Image-grounded pointing data
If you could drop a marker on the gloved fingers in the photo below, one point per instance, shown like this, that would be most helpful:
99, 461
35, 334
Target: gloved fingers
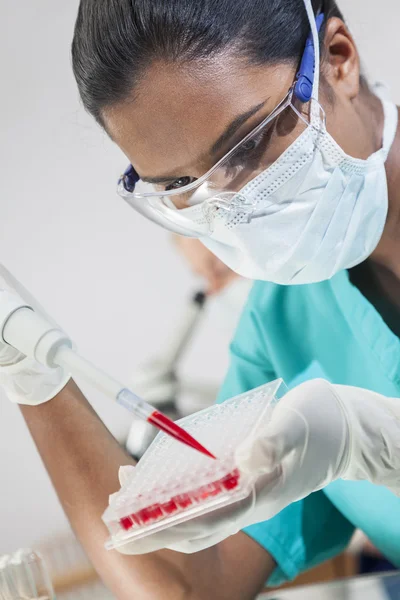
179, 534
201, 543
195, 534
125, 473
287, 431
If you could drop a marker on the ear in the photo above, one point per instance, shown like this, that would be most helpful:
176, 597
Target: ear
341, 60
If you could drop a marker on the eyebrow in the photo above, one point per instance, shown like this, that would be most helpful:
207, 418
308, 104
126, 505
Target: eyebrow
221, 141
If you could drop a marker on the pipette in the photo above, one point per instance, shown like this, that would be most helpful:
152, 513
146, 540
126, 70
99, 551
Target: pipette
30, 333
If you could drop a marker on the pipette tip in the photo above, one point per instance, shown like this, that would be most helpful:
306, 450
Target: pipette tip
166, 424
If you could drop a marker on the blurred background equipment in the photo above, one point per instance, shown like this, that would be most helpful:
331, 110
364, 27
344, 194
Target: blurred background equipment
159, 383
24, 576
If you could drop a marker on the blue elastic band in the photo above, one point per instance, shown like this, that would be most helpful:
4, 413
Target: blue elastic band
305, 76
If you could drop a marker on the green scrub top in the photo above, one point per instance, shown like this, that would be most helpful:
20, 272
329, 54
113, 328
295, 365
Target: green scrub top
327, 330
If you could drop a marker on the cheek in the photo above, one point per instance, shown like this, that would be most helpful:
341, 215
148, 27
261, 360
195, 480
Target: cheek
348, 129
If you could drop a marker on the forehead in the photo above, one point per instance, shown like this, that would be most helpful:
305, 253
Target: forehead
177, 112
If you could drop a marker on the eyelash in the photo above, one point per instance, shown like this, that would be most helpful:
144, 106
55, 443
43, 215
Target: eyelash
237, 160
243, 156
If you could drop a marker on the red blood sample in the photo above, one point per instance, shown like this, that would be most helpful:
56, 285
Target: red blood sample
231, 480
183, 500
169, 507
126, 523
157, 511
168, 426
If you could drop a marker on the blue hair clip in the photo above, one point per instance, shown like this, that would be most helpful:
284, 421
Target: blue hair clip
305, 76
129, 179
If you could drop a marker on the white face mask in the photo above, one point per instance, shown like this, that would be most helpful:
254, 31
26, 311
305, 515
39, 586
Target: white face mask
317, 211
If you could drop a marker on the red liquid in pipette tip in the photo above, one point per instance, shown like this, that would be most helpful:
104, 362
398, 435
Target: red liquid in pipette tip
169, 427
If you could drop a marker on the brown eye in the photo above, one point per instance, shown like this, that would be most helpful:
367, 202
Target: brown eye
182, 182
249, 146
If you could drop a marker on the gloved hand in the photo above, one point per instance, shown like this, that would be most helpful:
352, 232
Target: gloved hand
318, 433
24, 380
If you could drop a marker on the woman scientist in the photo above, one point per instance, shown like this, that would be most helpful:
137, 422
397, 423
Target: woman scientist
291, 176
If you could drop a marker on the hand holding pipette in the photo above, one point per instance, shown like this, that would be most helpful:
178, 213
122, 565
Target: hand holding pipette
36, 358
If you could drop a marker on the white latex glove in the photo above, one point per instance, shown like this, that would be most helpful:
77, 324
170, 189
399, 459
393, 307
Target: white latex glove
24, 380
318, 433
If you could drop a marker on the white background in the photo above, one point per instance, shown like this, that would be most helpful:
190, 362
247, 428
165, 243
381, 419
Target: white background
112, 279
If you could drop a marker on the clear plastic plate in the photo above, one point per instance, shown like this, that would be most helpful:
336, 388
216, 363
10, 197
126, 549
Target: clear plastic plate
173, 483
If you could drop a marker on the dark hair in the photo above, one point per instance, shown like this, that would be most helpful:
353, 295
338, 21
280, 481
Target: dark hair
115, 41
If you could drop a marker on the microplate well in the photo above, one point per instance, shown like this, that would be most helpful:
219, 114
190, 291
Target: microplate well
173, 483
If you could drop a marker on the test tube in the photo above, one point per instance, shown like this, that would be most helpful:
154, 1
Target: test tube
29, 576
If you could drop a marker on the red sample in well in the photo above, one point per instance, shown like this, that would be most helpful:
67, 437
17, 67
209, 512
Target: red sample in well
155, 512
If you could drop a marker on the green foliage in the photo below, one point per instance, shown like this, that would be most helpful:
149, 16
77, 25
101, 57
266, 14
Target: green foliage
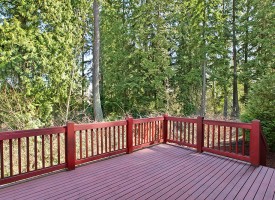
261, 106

* * *

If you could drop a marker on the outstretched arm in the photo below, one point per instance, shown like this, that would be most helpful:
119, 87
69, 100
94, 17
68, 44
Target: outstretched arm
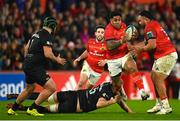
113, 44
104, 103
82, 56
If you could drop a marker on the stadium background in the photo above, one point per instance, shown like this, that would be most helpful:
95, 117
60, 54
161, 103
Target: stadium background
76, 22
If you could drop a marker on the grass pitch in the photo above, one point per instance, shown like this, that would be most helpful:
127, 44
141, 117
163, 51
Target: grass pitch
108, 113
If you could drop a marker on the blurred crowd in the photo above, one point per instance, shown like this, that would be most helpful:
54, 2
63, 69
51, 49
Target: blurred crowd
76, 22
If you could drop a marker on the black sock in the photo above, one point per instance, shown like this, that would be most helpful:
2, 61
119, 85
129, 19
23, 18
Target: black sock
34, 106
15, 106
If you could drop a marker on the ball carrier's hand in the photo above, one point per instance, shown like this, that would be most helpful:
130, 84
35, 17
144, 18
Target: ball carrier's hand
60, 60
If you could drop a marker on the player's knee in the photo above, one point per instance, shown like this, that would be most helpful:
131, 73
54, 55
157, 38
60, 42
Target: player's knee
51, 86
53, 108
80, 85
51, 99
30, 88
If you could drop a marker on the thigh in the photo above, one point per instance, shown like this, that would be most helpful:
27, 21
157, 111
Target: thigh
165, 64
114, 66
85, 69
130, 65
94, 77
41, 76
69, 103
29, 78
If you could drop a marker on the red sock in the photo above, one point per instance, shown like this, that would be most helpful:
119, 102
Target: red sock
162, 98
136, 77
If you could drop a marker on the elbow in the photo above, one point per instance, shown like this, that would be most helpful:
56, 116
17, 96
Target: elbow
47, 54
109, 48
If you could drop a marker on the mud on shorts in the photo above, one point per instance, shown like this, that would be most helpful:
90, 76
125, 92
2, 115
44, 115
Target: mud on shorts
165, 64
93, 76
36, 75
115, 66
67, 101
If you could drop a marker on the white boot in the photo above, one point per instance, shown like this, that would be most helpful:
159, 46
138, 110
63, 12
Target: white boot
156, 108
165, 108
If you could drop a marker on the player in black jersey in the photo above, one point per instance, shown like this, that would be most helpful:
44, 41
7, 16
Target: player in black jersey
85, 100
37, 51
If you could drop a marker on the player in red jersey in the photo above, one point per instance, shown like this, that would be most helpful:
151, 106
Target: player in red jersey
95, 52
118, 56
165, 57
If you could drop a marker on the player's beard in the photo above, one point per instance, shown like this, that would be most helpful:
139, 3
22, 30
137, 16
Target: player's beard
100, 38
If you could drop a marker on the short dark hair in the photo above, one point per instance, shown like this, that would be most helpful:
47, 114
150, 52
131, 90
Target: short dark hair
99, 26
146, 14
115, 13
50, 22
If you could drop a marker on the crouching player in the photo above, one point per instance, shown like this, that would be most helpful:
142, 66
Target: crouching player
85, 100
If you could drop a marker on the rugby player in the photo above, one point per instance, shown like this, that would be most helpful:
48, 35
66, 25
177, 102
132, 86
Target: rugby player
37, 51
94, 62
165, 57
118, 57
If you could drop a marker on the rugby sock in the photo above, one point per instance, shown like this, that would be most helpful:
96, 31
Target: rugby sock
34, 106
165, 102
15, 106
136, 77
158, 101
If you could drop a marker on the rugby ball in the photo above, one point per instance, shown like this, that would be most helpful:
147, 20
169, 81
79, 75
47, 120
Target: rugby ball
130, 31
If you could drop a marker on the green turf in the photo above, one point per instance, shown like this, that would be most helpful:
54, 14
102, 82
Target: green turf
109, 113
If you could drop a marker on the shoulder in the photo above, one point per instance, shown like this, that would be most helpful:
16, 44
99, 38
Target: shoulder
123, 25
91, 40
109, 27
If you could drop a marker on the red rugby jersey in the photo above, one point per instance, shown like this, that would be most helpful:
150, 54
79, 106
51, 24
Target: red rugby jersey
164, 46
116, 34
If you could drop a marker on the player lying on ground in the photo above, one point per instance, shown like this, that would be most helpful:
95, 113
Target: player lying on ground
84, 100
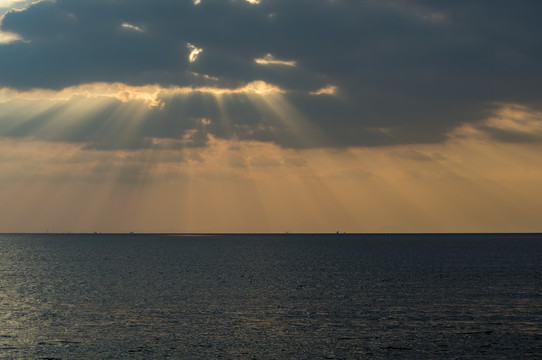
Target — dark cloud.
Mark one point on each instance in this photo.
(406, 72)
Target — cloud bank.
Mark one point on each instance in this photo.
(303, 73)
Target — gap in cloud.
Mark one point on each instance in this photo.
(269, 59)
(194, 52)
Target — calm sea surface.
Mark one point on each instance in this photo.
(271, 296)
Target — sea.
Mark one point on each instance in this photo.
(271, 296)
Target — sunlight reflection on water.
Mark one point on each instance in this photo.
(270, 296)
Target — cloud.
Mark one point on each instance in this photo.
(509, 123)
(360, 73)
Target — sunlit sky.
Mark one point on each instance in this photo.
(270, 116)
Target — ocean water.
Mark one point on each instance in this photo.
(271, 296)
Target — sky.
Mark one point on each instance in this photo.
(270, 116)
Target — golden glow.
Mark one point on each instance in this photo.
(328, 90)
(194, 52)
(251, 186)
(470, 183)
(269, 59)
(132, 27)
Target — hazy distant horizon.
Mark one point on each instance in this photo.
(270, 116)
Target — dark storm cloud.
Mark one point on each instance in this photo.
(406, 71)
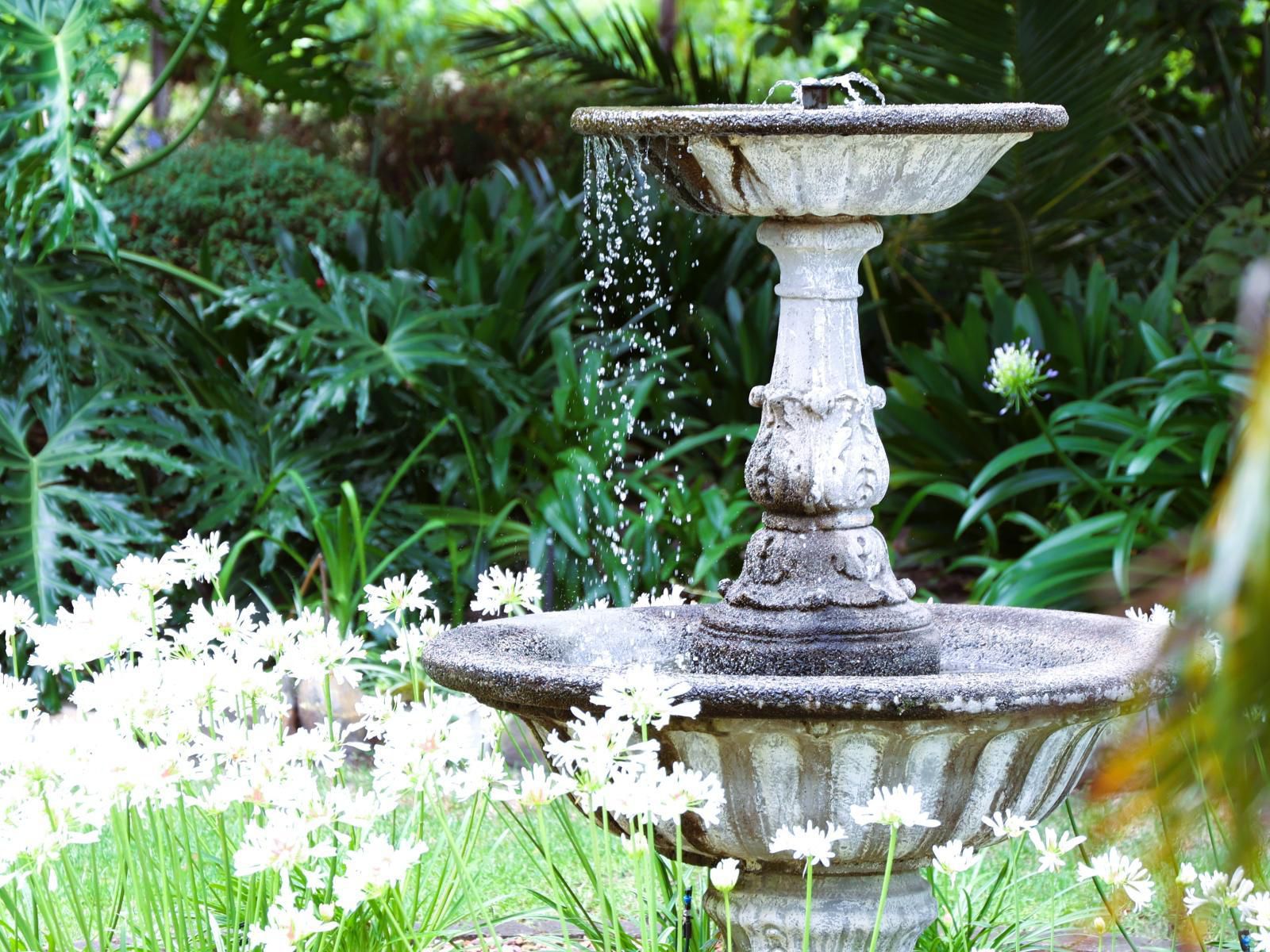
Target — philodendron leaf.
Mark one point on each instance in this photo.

• **Problem**:
What you return must be an exact retyping of the lines above starting at the line with "Target: blue elastic band" and ending at the line with "If you could drop a marker on the forehead", and nothing besides.

• **Exercise answer**:
Target: blue elastic band
305, 76
If you could drop a marker on the green scrub top in the photo above, one point per instance, shown like this, that would be most helpful:
20, 272
329, 54
113, 328
295, 365
Target: green scrub top
327, 330
If you could drop a marker on the cheek in the photo above, one point per instance, shown like this, that would be most helpful:
341, 215
148, 27
261, 360
195, 480
Target: cheek
348, 129
If you could drop a marker on the forehead in the photo above, one point per instance, shown like this, that would be most helpful:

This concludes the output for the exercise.